#### Supplied passage:
####

Yesterday was a sad day for Philadelphia journalism, for its Jewish community and for me.
The nearly 130-year old Jewish Exponent, the second oldest newspaper of its kind in the country, decided to turn its editorial and production operations over to Baltimore-based Mid-Atlantic Media, resulting in the layoff of 15 editorial and reporting staff at the paper and its companion magazine, INSIDE.
In an official statement on the Jewish Exponent's website, officials from the Jewish Federation of Greater Philadelphia,who published the Exponent and all of its companion publications, wrote:
We are proud to announce a new affiliation with Mid-Atlantic Media, a growing media company centered in the Baltimore-Washington, D.C., corridor with which we have contracted for the Jewish Exponent’s editorial and production operations. Readers of Jewish newspapers in three large regional Jewish communities already benefit from the expertise of Mid-Atlantic Media, which today publishes the Baltimore Jewish Times, Washington Jewish Week and Pittsburgh’s Jewish Chronicle.
What can we in Philadelphia expect from Mid-Atlantic Media?
- A commitment to more local content, with less reliance on wire services
- A thriving, vibrant online presence that augments our print edition
- A website optimized for viewing on smartphones and other mobile devices
- A greater commitment to social media content by our journalists
- A newspaper that remains for many years the voice of Philadelphia’s Jewish community
I wrote for INSIDE magazine and a couple of those companion publications for the past 4 years, and I enjoyed every minute of those 4 years. The magazine was offically discontinued yesterday in the transition over to Mid-Atlantic, and I will dearly miss working with its terrific editor, Greg Salisbury.
4 years ago this month, Greg asked me to fill in for one of his columnists, our mutual friend, Katie Loeb, at her suggestion, and write an article about beer. He had been the recipient of more than a handful of press releases from me over the years, and knew I could write, and he knew of my beer pedigree from my years of running the Golden Age of Beer in Philadelphia Tours. But in truth I had never written an article on beer before. Greg had the story angle ready for me: asking various restaurateurs and tavern owners where they would go to have a beer and who some of their favorite bartenders were. It was the easiest article I've ever written.

####

#### Tasks for this exercise:
- 1) In the Jewish Exponent piece, how many editorial and reporting staff lost their jobs when operations moved to Mid-Atlantic Media?
- 2) Pick up the Jewish Exponent piece after its last sentence and extend it in the same first-person voice.

####

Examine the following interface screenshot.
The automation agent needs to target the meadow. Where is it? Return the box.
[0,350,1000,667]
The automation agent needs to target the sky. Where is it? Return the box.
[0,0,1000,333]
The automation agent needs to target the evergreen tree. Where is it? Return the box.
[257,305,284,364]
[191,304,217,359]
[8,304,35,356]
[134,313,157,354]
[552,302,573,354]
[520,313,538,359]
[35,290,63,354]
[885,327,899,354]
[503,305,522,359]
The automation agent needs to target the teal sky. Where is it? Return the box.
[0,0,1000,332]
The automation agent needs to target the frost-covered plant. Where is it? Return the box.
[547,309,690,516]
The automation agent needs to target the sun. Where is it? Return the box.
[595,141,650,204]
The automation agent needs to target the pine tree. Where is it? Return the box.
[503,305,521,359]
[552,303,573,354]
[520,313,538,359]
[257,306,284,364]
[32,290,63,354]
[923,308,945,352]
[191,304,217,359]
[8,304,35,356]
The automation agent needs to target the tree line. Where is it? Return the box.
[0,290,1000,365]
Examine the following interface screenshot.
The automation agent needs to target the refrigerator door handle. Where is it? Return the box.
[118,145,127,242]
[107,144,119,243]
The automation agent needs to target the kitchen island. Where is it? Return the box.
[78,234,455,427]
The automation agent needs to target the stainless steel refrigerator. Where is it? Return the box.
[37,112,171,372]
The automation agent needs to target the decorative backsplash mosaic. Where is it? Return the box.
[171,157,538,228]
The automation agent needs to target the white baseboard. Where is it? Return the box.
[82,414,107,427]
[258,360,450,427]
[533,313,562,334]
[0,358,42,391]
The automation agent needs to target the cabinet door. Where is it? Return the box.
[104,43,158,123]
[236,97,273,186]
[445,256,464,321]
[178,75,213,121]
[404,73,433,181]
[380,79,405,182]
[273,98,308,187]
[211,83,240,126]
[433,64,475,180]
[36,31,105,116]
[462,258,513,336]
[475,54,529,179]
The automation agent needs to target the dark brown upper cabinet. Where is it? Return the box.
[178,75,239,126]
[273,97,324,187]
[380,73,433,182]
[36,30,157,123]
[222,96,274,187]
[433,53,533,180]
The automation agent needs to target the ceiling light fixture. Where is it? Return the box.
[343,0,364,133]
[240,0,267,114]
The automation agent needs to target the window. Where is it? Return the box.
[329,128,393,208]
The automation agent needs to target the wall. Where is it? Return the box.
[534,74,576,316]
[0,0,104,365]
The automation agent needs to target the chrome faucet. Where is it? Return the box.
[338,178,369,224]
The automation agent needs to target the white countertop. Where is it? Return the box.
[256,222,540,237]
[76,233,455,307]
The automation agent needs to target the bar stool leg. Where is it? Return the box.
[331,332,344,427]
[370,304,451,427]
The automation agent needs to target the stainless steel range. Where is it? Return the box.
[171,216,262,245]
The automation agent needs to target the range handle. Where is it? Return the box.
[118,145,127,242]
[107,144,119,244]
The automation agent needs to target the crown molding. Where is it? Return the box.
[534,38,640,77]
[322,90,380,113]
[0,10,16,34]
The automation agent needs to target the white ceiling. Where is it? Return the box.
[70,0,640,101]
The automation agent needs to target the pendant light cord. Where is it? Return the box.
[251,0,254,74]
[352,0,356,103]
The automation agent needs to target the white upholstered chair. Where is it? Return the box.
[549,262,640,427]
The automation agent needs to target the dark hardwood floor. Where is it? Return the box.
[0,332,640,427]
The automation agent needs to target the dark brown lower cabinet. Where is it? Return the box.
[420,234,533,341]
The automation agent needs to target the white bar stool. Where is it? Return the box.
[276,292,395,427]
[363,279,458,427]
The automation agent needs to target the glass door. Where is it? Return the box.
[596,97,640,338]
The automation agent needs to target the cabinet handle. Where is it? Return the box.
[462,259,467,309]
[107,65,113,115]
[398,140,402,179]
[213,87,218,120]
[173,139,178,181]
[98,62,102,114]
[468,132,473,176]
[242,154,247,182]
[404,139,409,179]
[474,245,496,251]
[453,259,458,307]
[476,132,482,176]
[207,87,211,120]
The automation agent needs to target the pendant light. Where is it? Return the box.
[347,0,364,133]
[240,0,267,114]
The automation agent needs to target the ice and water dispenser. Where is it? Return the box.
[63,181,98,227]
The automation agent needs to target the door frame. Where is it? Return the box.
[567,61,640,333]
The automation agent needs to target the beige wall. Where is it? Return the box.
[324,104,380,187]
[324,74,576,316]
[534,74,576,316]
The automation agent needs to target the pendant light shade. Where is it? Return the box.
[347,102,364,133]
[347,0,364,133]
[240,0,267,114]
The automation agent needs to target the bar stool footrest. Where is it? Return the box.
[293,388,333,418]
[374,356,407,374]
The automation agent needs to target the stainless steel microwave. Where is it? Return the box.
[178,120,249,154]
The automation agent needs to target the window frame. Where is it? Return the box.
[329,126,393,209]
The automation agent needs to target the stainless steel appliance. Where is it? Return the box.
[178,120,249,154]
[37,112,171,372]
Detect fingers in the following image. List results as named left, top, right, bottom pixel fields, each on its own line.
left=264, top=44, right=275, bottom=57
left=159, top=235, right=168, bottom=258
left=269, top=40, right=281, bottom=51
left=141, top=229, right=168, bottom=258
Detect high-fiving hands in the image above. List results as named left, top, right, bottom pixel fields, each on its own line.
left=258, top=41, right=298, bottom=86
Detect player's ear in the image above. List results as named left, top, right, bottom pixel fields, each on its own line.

####

#### Exercise responses:
- 1) Fifteen editorial and reporting staff at the Jewish Exponent and INSIDE magazine were laid off.

- 2)
Two months later, he asked me to pen another article. "Explore the idea of Jews and baseball," he wrote. At first, I was confused; I had been a food writer and editor in all of my journalistic pusuits, going back to high school. And, well, I thought, I'm not Jewish.
"You're a good writer, though," he said. "You'll figure it out."
He then directed me to request a copy of a relatively new video entitled "Jews and Baseball" from its Canadian producer, and to use the video as a springboard for the article, adding the Baseball Hall of Fame in Cooperstown, NY and the National Museum of American Jewish History in Philadelphia as places I should contact. That was the kind of editor Greg was. Intensely creative, strategic and supportive. I dove into the material and wrote a respectable piece for INSIDE. He was effusive in his praise of the piece, maybe a little too effusive, but he knew that I had been in unchartered territory. That's the kind of editor he was.
Months before I worked for INSIDE I had written Greg about a friend of mine who had become something of an adventurer, mountain climber and ice wall climber, who recently made the ascent of Mt. Kilimanjaro. Greg suggested that I tackle that story myself for the magazine. "You already know most of the story anyway," he told me, and he gave me the name of another person, a local female tennis instructor, who had also recently made the climb. "Give me two articles, side by side, about 1,000 words each," he instructed. "You can do that."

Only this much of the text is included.